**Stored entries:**
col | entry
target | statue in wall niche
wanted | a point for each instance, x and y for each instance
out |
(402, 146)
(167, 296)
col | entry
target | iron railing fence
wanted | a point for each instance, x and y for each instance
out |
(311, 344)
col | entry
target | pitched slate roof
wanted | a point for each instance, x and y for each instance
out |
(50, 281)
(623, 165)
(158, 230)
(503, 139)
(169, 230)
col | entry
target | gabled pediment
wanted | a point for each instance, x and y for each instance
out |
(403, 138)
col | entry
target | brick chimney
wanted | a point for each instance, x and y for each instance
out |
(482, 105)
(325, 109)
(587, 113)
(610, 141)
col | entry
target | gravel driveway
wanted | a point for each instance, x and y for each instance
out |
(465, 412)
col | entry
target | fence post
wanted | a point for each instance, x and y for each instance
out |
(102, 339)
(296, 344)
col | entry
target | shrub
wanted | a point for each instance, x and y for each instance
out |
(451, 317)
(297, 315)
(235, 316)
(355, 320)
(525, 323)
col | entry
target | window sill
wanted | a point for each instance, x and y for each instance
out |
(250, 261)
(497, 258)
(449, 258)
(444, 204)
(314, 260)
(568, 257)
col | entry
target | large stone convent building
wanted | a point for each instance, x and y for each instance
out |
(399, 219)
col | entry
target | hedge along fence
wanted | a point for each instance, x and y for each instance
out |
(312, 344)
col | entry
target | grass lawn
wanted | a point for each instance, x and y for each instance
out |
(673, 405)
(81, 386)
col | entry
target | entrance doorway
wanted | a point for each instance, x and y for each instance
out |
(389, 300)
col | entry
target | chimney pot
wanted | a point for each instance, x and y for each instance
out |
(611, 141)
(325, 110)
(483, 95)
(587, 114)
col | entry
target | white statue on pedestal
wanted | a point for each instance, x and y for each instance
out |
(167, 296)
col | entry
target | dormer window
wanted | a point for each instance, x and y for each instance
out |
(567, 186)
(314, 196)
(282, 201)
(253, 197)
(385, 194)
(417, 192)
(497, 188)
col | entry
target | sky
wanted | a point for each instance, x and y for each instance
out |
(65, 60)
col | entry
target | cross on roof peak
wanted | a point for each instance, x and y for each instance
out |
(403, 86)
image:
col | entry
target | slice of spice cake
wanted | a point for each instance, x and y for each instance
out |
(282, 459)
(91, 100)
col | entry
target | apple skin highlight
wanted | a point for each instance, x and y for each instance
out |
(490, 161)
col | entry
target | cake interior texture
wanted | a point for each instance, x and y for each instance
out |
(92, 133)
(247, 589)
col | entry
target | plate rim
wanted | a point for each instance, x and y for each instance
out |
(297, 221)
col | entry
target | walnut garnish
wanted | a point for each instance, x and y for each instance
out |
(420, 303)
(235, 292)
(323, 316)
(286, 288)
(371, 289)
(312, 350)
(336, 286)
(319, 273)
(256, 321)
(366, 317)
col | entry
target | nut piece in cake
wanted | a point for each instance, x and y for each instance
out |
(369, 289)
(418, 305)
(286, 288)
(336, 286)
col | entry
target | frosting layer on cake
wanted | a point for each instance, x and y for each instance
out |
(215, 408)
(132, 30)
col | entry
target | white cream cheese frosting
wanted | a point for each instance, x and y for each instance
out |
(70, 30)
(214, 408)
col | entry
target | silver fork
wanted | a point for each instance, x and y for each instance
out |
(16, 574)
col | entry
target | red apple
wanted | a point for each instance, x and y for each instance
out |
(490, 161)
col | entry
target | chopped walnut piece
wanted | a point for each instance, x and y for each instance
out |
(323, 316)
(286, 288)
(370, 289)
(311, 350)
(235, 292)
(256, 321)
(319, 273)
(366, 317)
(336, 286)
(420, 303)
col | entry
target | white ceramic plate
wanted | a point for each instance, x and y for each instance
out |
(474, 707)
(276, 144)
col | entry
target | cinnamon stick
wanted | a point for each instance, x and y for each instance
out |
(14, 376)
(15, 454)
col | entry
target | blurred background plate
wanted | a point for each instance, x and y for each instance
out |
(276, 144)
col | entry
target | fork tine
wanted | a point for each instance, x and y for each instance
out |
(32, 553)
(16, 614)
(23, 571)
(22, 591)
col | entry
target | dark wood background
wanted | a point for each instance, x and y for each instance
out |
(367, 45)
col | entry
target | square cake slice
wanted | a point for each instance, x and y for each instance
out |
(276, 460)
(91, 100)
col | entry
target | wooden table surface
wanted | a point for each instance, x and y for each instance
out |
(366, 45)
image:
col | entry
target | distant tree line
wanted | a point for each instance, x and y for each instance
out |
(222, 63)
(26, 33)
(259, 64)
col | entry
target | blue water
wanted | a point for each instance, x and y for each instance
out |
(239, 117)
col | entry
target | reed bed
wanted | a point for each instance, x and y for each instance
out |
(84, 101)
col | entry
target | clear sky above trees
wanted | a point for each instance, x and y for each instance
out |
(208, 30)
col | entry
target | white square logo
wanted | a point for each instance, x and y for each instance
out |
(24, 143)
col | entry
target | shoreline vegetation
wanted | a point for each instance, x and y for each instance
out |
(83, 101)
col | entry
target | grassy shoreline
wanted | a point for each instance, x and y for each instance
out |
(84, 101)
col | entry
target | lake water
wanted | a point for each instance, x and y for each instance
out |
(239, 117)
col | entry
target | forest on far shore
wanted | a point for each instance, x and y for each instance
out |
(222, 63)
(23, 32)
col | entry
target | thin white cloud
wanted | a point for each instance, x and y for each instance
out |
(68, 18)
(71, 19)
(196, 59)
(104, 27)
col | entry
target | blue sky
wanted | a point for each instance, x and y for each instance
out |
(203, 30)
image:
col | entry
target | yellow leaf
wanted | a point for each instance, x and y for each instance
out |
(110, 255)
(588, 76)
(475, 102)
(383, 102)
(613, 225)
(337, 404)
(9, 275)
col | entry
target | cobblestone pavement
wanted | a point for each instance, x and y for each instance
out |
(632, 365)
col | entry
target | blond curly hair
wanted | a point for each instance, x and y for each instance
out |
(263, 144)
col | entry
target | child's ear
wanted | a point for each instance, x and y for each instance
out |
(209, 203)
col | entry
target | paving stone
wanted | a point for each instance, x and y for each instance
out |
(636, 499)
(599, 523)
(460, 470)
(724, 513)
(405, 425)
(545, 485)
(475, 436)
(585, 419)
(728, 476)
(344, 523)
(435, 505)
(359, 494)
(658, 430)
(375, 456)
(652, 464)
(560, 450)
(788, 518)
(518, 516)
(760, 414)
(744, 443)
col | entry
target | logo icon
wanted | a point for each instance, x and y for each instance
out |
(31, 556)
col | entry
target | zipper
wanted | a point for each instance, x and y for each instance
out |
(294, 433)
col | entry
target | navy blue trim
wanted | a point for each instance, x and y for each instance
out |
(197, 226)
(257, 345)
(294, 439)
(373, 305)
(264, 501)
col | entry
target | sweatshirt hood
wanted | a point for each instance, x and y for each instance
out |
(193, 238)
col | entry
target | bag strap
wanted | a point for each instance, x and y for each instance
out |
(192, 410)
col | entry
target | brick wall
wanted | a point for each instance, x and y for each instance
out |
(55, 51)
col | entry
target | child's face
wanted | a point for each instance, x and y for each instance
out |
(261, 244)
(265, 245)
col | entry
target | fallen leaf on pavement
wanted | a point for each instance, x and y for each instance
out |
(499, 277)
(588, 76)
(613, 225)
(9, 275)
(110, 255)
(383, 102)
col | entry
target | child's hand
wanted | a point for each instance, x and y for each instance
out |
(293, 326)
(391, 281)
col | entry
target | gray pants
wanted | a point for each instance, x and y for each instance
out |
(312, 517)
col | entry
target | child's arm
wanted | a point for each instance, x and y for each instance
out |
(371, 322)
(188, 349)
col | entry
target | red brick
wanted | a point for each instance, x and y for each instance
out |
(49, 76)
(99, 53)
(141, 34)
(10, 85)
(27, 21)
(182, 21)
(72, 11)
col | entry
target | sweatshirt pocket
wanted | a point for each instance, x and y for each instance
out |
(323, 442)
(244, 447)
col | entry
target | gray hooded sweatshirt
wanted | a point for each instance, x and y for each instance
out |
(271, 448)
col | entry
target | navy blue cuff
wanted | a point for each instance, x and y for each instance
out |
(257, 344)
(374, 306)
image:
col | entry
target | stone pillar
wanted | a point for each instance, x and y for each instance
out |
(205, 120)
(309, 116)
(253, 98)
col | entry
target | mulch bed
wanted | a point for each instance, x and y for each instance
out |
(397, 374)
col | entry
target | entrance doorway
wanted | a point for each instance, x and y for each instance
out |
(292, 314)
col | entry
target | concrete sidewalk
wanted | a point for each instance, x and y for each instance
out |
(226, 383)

**WORK REQUIRED:** Above are the entries. Output exactly the lines beginning with the line that has "target | sky" and ending with the line that has "target | nut piece in cake".

**YOUR SOLUTION:**
target | sky
wanted | a point for each instance, x and y for each instance
out |
(65, 60)
col | entry
target | cross on roof peak
wanted | a point for each instance, x and y for each instance
out |
(403, 86)
image:
col | entry
target | slice of spice cake
wanted | a point for each instance, x and y for each instance
out |
(282, 459)
(91, 100)
col | entry
target | apple skin highlight
wanted | a point for each instance, x and y for each instance
out |
(490, 161)
col | entry
target | cake interior texture
wanted | a point for each instance, x and y for each instance
out |
(92, 133)
(247, 589)
col | entry
target | plate rim
wanted | a point for each instance, x and y for each instance
out |
(297, 221)
col | entry
target | walnut garnish
wanted | a point for each instance, x and y for each instance
out |
(420, 303)
(235, 292)
(323, 316)
(286, 288)
(371, 289)
(312, 350)
(336, 286)
(319, 273)
(256, 321)
(366, 317)
col | entry
target | nut piece in cake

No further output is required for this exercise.